STATED PROBLEM:
Identify every line in the records below that contains the string "leaf", and copy each of those lines. Treat uppercase and lowercase letters as different.

Data items:

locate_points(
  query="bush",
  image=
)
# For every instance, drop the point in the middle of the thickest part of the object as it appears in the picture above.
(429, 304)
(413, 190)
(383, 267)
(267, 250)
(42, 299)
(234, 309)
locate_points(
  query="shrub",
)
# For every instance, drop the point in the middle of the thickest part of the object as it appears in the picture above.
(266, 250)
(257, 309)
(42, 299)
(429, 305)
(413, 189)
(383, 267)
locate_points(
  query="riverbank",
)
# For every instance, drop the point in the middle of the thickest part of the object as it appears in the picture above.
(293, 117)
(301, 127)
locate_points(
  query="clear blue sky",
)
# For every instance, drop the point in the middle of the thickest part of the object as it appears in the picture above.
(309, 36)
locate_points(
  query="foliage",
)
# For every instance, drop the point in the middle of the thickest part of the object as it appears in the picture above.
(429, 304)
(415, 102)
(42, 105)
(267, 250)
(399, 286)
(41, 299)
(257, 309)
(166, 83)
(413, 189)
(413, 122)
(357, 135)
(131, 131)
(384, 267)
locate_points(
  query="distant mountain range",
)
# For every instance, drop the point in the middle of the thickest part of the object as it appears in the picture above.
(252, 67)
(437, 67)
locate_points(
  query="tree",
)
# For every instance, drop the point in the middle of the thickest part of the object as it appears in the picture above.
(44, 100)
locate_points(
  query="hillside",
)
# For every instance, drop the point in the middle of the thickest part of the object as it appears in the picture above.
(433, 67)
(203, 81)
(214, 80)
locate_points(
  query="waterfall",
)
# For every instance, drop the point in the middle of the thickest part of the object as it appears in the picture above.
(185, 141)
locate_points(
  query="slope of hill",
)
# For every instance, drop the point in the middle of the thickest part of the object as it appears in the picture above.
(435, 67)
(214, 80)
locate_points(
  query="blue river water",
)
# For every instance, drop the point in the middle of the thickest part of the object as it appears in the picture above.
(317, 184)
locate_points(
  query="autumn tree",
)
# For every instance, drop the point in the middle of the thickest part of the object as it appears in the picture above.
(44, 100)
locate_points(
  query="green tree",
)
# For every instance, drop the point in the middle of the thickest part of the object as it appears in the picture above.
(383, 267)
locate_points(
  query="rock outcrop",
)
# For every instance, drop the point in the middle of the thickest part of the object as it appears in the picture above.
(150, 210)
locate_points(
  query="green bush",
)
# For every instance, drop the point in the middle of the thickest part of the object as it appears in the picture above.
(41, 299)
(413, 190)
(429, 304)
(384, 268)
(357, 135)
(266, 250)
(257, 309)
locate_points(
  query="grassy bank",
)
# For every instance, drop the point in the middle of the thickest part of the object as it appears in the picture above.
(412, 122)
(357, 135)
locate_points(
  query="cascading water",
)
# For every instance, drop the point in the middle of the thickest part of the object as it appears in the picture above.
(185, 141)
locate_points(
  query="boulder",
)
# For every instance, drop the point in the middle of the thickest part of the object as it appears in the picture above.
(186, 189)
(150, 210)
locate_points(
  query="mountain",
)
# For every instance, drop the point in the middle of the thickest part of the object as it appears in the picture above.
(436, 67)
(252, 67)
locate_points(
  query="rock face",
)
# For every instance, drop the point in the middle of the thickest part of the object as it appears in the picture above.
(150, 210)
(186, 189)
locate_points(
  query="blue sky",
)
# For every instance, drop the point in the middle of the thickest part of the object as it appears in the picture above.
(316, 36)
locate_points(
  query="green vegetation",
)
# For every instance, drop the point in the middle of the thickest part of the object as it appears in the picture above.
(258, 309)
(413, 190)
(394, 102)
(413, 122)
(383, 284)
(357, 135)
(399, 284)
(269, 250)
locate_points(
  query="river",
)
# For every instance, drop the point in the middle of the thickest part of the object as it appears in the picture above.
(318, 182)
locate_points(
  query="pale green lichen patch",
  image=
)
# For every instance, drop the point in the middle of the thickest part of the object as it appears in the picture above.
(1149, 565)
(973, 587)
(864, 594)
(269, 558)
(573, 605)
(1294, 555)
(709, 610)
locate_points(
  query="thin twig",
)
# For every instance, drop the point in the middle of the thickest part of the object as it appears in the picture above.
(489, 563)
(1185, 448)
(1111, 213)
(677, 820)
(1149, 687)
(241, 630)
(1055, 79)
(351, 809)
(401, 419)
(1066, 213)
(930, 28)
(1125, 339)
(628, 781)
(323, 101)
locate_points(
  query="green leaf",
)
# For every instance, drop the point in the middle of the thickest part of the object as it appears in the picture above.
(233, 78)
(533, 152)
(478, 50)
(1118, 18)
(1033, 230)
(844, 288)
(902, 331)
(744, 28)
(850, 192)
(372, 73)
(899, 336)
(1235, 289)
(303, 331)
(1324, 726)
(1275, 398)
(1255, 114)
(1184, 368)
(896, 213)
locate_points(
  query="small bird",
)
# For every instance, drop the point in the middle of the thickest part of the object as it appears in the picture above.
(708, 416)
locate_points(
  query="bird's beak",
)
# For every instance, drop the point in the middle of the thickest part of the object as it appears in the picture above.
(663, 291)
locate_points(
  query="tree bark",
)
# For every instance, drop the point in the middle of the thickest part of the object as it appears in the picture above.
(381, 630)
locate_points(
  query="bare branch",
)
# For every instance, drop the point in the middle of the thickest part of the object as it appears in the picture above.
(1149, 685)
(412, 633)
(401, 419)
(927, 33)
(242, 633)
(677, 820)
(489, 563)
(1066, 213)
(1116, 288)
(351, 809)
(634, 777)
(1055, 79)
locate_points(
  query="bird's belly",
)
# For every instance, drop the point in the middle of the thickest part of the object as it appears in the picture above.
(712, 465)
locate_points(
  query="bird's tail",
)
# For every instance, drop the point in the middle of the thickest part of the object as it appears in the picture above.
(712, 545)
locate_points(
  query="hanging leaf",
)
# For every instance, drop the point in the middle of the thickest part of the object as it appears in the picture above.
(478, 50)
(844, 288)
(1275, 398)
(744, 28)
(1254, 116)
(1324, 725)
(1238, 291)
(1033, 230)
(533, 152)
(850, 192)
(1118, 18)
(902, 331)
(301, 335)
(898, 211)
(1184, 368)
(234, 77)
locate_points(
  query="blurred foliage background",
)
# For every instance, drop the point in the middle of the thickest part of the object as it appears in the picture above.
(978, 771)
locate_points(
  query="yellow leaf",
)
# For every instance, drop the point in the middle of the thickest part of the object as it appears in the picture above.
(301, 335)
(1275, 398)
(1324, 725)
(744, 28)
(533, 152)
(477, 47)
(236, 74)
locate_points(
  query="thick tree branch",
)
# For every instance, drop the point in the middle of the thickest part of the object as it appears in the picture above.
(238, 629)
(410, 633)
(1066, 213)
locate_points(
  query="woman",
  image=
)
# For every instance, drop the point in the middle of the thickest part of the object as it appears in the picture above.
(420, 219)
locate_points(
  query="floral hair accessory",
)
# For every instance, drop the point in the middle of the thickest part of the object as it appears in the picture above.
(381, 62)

TASK RESULT:
  query="green leaf",
  query="hanging leaf",
  query="yellow leaf",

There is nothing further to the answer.